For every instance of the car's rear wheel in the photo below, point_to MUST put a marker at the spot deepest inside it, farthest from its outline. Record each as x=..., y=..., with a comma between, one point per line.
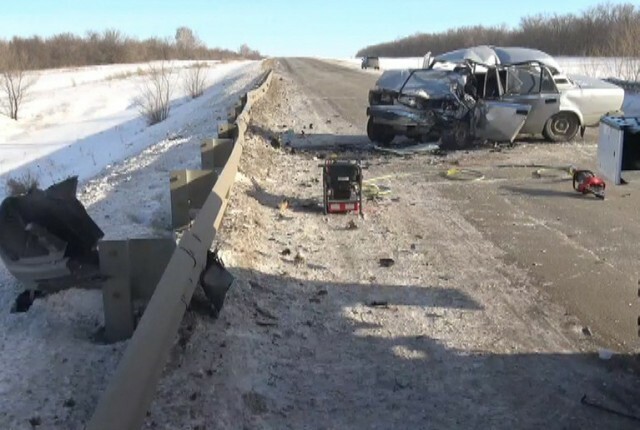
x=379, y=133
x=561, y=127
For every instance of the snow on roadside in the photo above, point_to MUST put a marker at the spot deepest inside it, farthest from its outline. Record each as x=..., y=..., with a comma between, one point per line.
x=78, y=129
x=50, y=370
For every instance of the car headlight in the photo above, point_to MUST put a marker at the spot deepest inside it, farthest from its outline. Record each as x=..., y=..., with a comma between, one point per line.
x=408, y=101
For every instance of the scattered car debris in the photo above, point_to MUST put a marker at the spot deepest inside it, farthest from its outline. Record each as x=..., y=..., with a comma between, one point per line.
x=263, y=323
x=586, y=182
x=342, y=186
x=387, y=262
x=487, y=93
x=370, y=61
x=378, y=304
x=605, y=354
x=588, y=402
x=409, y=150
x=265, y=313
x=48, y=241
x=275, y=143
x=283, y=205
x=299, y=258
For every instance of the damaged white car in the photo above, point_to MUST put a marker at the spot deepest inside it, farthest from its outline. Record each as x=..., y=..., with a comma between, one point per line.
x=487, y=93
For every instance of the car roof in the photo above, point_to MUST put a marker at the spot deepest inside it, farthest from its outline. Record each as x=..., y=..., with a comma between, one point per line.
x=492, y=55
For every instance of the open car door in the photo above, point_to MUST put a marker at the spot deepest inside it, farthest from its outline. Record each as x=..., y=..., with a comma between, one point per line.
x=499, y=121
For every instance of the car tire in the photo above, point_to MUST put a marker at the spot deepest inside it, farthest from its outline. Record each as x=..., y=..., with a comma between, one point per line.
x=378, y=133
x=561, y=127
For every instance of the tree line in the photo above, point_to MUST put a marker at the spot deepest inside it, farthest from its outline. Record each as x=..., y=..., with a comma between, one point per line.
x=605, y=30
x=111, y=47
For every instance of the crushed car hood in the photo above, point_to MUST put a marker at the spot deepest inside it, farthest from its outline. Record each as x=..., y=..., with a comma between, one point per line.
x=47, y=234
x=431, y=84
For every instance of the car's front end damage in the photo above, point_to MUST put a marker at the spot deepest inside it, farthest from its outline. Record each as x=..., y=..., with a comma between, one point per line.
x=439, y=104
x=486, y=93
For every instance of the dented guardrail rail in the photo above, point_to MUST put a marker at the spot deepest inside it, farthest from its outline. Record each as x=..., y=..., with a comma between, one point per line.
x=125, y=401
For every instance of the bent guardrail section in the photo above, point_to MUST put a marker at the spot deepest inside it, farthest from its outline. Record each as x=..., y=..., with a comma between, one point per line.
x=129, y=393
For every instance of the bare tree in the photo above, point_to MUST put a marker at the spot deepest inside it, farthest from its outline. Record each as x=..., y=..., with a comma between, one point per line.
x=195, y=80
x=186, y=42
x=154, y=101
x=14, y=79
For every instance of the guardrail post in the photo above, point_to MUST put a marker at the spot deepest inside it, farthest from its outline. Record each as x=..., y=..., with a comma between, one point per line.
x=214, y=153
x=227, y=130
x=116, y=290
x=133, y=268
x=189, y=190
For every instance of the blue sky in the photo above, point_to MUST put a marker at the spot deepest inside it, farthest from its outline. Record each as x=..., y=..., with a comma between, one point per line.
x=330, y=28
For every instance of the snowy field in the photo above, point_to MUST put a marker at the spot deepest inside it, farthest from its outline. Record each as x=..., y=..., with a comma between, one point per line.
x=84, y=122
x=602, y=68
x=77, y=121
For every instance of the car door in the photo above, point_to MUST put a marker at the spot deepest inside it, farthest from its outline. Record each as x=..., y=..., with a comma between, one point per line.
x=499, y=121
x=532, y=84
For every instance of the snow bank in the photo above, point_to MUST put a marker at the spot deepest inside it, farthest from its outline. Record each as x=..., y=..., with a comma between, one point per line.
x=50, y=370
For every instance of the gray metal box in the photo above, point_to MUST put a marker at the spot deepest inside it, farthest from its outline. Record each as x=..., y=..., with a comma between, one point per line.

********************

» **WHAT YOU WILL DO**: Leaving the pictures out, output each line of the listing exactly.

» **ANSWER TO THE EXERCISE**:
For every instance of the car's rear wheel in the photo below, point_to MUST put a marker at the spot deepest inside it, farthest from its outline. Record each as x=..., y=..., with a comma between, one point per line.
x=379, y=133
x=561, y=127
For every instance of the snow on roadside in the photo above, point_to MUST put a marker at the spot deepest inside it, farthest from its outline. Record each as x=..., y=..., with a comma between, one point per line.
x=78, y=129
x=50, y=370
For every instance of the car headlight in the photo above, point_to MUST put a marker at the spot deepest inside it, farthest from its outline. Record each as x=..., y=..., with a comma between, one point per line.
x=408, y=101
For every instance of the scattered car debris in the photo above, point_to MUST put a marker at the spot deepest inside it, farthest from its outline. Record each as x=..., y=..., with a comma between, one point per line.
x=263, y=323
x=586, y=182
x=342, y=186
x=387, y=262
x=487, y=93
x=370, y=61
x=378, y=304
x=605, y=354
x=588, y=402
x=409, y=150
x=265, y=313
x=48, y=241
x=275, y=143
x=283, y=205
x=299, y=258
For every instance of the damaged white car in the photo above, point_to MUST put a marker at the spot deepest inside it, farthest from its outline. Record each as x=..., y=..., with a comma between, one point per line.
x=487, y=93
For every instance of the car roof in the photo above, point_to MUST put a marker at the spot deepest inside it, farthest from its outline. Record each as x=..., y=..., with a comma between, one point per line.
x=492, y=55
For every instance of the open car door in the photo above, point_to MUST put a marker at the spot deepest inside it, farthest from its outline. Record each as x=..., y=..., with a comma between, one point per line.
x=499, y=121
For every instance of the car tire in the photo above, point_to MUST put a marker at the spot deepest inside it, farthest from its outline. Record each as x=..., y=..., with a comma between, one point per line.
x=378, y=133
x=561, y=127
For every instance of the tree line in the photo above, point_to MUST put a marker at the spot deepest inside it, farthest from its outline. Record each as x=..., y=..., with a comma between, one point per line.
x=605, y=30
x=111, y=47
For every instance of the crushed car hood in the photo above, point_to MUST put a marker at the spot deepest inside it, farthest from its outline. Record each as x=..., y=..., with a comma between, one point per line.
x=47, y=234
x=431, y=84
For every instance of the car's front end damage in the photo above, point_to MUST put a marker at the spot deepest inside it, farthest from its outline. Record each as x=..., y=..., with a comma between, one point per line.
x=439, y=104
x=486, y=93
For every instance of the dented guardrail rail in the photo above, point_to MUST put a marker at the spot deepest inside it, farthest from its outline. Record each as x=..., y=..., with a comma between, one point per line.
x=125, y=401
For every instance of the bent guardrail section in the photo above, point_to MUST put a marker at the spot deepest inside it, farthest from its outline. Record each as x=..., y=..., with a comma between, one point per line.
x=129, y=393
For every instance of the bare tree in the photo above, point_to MUST put a marker at the spot deepest inside it, farthest from its outline. Record each as x=..., y=..., with a comma between, one point per line.
x=195, y=80
x=186, y=42
x=154, y=101
x=14, y=79
For every instance of the guardrail post in the photo above, point_to MUST put a marker at the spot deepest inside it, farthest from its outline. Record each as x=..., y=..., with a comma between, one point per line.
x=214, y=153
x=227, y=130
x=116, y=290
x=133, y=268
x=189, y=190
For every instance of the blue sky in the photo above, point_to MUST put a marker at the spot deepest inside it, farthest from its outline. Record each as x=..., y=..., with a comma between, one point per line.
x=330, y=28
For every instance of the snowy field in the photo above, point_to MUST put a marker at the spot deepest inside it, farthest from its outline. Record each as x=..., y=..., with a comma between, one point per line.
x=84, y=122
x=602, y=68
x=77, y=121
For every instance of the car door in the photo above, point_to MUST put a marker at the spot deepest inside it, farthest from its outline. Record each as x=..., y=..., with a comma between, one point per line.
x=499, y=121
x=532, y=84
For every instance of the snow bank in the photo above, point_to MUST put a marker at the spot deepest inside it, farthest from its outline. Record each as x=..., y=..., with a comma between, one point per line.
x=50, y=370
For every instance of the gray metal box in the photo above, point_to MUST put a marker at the spot deepest inside it, farthest from its outline. Record each as x=..., y=..., with a comma between, one point per line.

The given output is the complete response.